- _EXERCISE INSTRUCTIONS_: Below are records to transcribe exactly, without their pictures.

- _INFORMATION_:
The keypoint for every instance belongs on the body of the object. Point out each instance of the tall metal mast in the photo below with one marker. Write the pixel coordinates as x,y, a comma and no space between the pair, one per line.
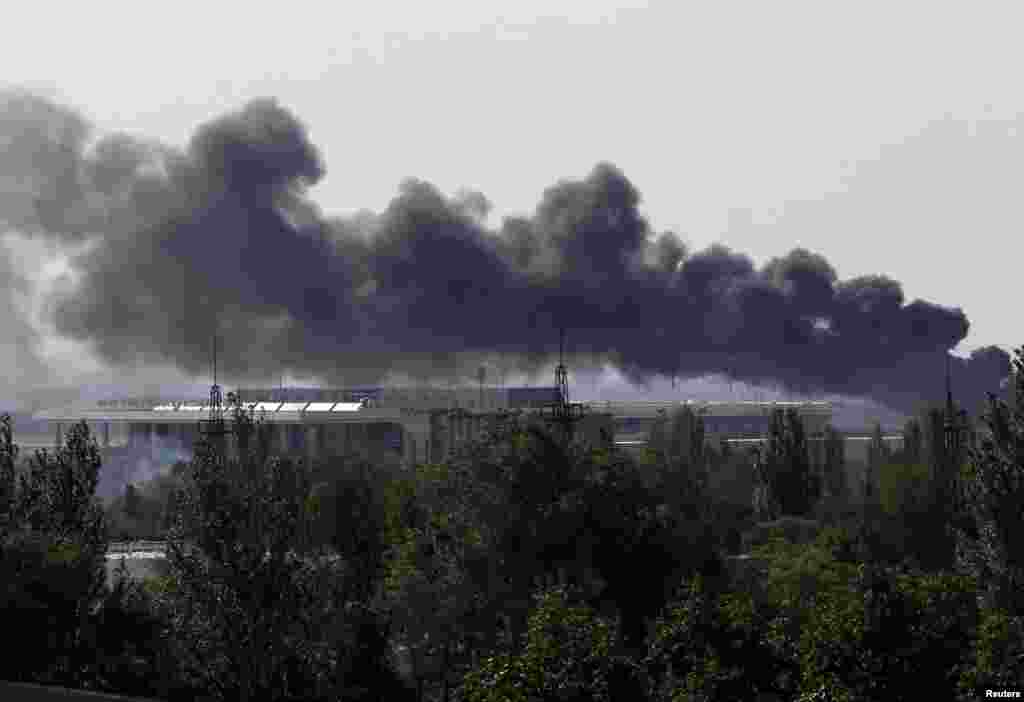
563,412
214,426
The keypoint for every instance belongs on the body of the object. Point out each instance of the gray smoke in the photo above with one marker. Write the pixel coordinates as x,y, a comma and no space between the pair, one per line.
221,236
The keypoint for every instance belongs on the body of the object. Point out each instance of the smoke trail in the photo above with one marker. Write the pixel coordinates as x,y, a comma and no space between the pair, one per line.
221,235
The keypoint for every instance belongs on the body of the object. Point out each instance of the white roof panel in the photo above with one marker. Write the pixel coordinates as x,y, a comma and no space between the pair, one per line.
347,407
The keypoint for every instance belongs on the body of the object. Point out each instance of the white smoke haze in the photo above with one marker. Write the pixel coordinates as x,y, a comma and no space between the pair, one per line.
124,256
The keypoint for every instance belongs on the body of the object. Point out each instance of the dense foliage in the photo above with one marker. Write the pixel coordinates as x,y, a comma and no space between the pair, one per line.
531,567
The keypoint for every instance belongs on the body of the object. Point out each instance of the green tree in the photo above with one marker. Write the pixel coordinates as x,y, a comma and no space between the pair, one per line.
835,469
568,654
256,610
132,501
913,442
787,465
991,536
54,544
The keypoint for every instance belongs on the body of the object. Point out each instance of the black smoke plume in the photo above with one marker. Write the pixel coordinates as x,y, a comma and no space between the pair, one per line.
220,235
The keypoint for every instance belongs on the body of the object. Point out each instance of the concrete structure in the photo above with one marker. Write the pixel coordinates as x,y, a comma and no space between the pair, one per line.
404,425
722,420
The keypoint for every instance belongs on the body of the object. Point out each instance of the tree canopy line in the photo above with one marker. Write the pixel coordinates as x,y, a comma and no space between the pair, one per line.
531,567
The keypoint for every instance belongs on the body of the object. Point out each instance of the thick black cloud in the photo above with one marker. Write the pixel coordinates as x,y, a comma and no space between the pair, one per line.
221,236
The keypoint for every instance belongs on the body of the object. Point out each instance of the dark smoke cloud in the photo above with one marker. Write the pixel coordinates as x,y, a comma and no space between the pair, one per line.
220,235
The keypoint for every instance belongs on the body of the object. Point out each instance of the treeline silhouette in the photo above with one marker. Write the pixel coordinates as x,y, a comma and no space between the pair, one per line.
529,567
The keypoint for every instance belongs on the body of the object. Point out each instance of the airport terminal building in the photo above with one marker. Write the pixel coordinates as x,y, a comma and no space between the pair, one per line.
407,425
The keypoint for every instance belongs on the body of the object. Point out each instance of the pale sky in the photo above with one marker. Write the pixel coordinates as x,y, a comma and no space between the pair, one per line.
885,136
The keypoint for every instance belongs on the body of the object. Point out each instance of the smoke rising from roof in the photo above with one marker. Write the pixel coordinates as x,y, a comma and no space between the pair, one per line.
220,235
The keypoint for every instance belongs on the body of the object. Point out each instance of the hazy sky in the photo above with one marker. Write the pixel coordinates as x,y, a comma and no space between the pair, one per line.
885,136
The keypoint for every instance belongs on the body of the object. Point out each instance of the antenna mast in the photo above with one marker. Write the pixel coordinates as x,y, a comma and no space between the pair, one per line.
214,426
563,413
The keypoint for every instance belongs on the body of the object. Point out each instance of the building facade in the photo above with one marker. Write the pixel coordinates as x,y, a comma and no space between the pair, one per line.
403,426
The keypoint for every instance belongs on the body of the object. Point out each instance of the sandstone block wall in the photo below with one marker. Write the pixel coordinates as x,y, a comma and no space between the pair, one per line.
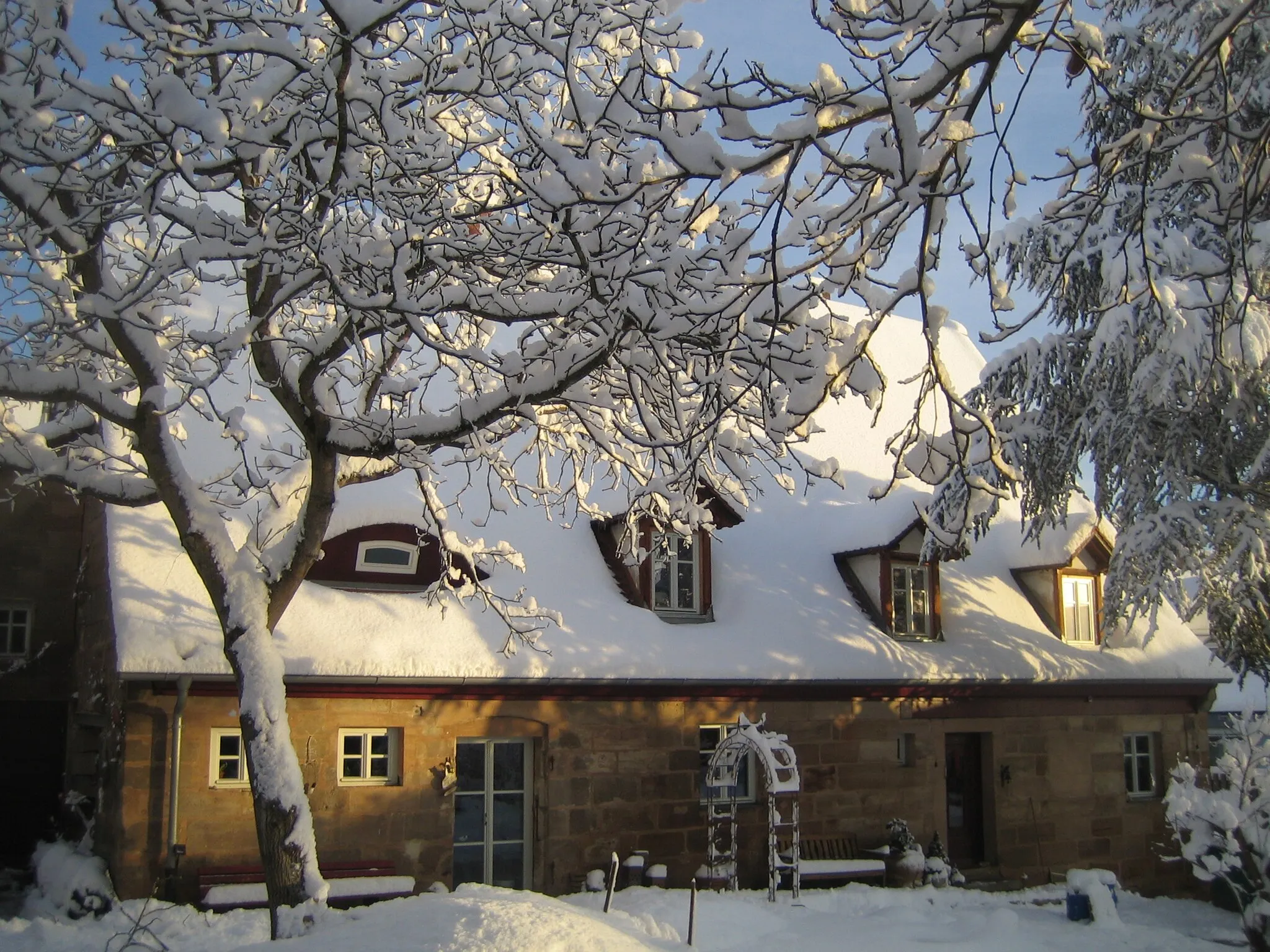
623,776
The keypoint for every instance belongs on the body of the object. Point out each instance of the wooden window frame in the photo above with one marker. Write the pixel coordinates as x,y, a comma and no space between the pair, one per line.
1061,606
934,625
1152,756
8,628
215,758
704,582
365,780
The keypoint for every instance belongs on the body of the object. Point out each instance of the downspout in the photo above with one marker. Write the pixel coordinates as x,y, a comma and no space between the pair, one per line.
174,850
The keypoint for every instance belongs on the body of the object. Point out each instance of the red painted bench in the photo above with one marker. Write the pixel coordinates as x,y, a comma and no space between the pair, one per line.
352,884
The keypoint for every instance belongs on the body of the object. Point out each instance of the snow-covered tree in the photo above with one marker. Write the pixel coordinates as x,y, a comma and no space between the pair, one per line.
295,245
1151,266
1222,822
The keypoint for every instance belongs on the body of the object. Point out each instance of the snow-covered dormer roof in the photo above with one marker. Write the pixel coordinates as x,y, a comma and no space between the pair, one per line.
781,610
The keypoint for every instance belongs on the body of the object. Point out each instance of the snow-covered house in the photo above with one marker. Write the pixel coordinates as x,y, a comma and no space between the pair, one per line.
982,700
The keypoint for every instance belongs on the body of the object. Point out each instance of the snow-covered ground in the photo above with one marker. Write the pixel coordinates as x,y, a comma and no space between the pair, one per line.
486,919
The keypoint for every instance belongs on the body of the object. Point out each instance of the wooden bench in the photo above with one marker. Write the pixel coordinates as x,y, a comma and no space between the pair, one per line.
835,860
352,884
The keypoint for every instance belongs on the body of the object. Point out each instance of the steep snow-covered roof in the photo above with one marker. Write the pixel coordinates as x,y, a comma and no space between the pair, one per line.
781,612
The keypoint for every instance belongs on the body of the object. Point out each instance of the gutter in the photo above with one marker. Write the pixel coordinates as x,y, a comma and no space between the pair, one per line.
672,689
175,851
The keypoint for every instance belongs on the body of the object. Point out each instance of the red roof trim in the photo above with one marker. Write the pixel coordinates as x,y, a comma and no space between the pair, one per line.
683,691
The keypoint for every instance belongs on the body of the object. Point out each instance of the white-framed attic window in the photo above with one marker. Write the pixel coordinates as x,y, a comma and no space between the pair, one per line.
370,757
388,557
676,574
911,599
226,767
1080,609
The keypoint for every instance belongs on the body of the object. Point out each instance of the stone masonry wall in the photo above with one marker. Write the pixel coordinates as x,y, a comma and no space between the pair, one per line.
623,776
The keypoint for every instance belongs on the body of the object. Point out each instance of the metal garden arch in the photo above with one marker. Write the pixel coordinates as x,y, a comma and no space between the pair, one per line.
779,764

- _ANSWER AREA_:
The keypoint for every instance belongs on the body of the object. Point out each instance of the tall metal mast in the photo below with one marker. Write the pixel coordinates as x,y, a comma and no space between the pair, one per line.
563,412
214,426
The keypoint for every instance belongs on the body of the object. Point out each instance of the gray smoke in the photo above with one marker. Write the pixel coordinates as x,y, a comma and no space between the pair, one per line.
221,236
The keypoint for every instance belongs on the body of the object. Point out each instance of the smoke trail in the photo above with one marker. Write the pixel coordinates as x,y, a comma and no space between the pair, one per line.
221,235
The keypoint for every instance belongs on the body of the object. Point out each instance of the white roof panel in the photo above with one marker. Write the pixel coordinates as x,y, a comma and no space between the pair, one per line.
347,407
The keypoint for every instance belongs on the body of the object. Point out each instance of the white smoke haze in the photo above with one marker. Write the pixel coordinates as x,y, a comma and no space between the pair, one per line.
124,256
The keypoint for every instance belongs on the body of the object. Point out each instance of the dense foliage in the photo above with one marker. Write the pixel coordinates as x,y, a comma and no space between the pair, one per line.
531,567
The keypoint for every instance belongs on the body of the object. Point out each instance of the green tree in the photo above with one marker. Write the pixel coordinates as x,y, a comma and no space between the pair, one per line.
835,469
568,654
256,610
132,501
913,442
787,465
991,536
54,544
The keypoint for every instance belongs on the body of the object. Point out each instance of the black smoke plume in the photo above with one marker. Write the pixel coordinates as x,y, a comma and no space between the pair, one per line.
220,235
The keypoint for every instance belongs on the body of the object. Point out each instance of the concrete structure in the photo above with one marker. Write the pixel coordinates as x,y, a comma and no space between the pair, one per line.
404,425
722,420
The keypoint for every instance belongs on the body of the object. Point out each instance of the tree canopy line in the photo above with one marker. Write the pixel coordinates as x,y, a comma and no space between the pair, one per line.
531,567
The keypoint for every instance belongs on the body of the object. Point out each instance of the thick black cloud in the photo above with one marker. Write the pixel coordinates as x,y, a comma and no space between the pair, one per line.
221,236
The keypoint for every instance belongs on the body of the object. Point out each instance of the dark smoke cloud in the photo above with one marker. Write the pixel coordinates as x,y, a comma and no space between the pair, one per line.
220,235
The keypoint for every instance belongs on the body of the object. Point out each instance of the treeline silhouette in the photo above with one marker. Write the pixel coordinates as x,y, a comma and no space between the pair, one per line.
529,567
The keypoint for every instance belongs on the body of the object. Point out each instance of the airport terminal building in the photo above with one marker. Write the pixel coordinates as x,y, a comma and no space between the pair, one per line.
407,425
The keypoint for every instance belongs on the body of the object. Point out each instance of the pale sky in the photo above with one marker. Write the pixel coordinates as x,y, a comma and no space between the pair, one per line.
885,136
The keypoint for every instance belongs on the body of the object. Point out each instance of the smoke rising from roof in the photo above with one marker. Write the pixel coordinates as x,y, a comma and no space between the pair, one per line.
220,235
The keypoint for every instance belongs on the body of the object. Point out each instance of the hazy sky in the photo above with one marker. Write the pixel coordinates as x,y, a comma and no space between the pair, one per line.
885,136
The keypoint for every instance belongs on the body of the object. Point out each instance of the antenna mast in the photo above with one marker. Write the pixel coordinates as x,y, a comma and no space between the pair, one per line.
214,426
563,413
The keypoint for every instance belongs on the body of the object. Point out each instance of the building facade in the photo above with one marker. Write the pixel coordinates as x,y, a comma and no space between the pair, one per line.
403,426
The keypoint for every instance belongs on the body of the object. Point out each instance of the sandstone block wall in the photo below with one marker. Write the pixel coordinates as x,y, a comma and no space between the pair, one per line.
623,776
The keypoint for every instance belongs on the body of the object. Point out each instance of the wooden window frame in the photo above with one marker. Write the pixel coordinates as x,y, a comma and no space between the pair, one per line.
1061,606
934,625
1152,756
8,628
215,758
704,582
365,780
The keypoint for every instance belongs on the body of the object. Point out each instance of the downspout in the photo above with one marker. Write the pixel coordinates as x,y, a comma and no space between the pair, one per line.
174,850
The keypoint for every instance belongs on the body of the object. Point out each instance of the red painted bench in the photo above with one marker. Write the pixel coordinates as x,y, a comma and no space between the pair, one per line.
352,884
The keypoint for every instance belongs on the body of the object. Point out each instance of the snow-covered tree in the photo above with one marker. Write the pixel coordinates as x,y, a comma and no space between the pair, one per line.
295,245
1151,266
1222,822
The keypoint for every instance belongs on the body of the object. Point out each instance of the snow-covered dormer roof in the photo above with one marker. Write the pixel coordinates as x,y, a comma and no space between the pair, one per line.
781,610
The keypoint for every instance belongs on the body of the object. Point out each instance of the snow-covered house in the photo above with one marker. Write the pixel coordinates as x,y, a comma and no space between the pair, one per line.
982,700
The keypoint for every instance belongs on the body of the object. Point out each instance of the snow-covered ground in the photo above with one marker. Write the pixel coordinates as x,y, a comma and no space between the pair, one per line.
486,919
The keypoint for every instance belongs on the body of the object. Point out each instance of the wooden bench in the photo above with one marker. Write the pixel coordinates as x,y, a comma and no space between the pair, one per line.
835,860
352,884
The keypoint for every instance belongs on the body of the object. Point out each instance of the steep snow-covered roof in the photo above with one marker. Write the pixel coordinates as x,y, a comma and no space between the pair, one per line.
781,612
The keypoint for every instance belongs on the body of the object. Point out each instance of the gutter in the photo above with one marker. Write the pixel coordinates as x,y, a comma and no space between the pair, one per line.
672,689
175,851
The keypoint for every instance belongs on the body of the object. Point out each instance of the red roof trim in the photo above with one marker. Write the pixel coordinates as x,y, a comma and no space between the pair, one per line.
683,691
The keypoint for every instance belongs on the body of the object. Point out each instance of the white-framed attic window in the photo above with one marker. Write the pixel coordinates as x,y, a comma and no space between the pair, one per line.
370,757
388,557
676,574
911,599
226,767
1080,609
The keypoint for every instance belongs on the body of the object. Point out each instance of the stone masonry wall in the photo above with one marker. Write the pixel coordinates as x,y, a comma and no space between the pair, one per line.
623,776
The keypoint for every instance belongs on the body of the object. Point out each instance of the metal garden arch in the photo above with one marker. Write the pixel coordinates as x,y, a comma and no space between the pair, one per line.
779,764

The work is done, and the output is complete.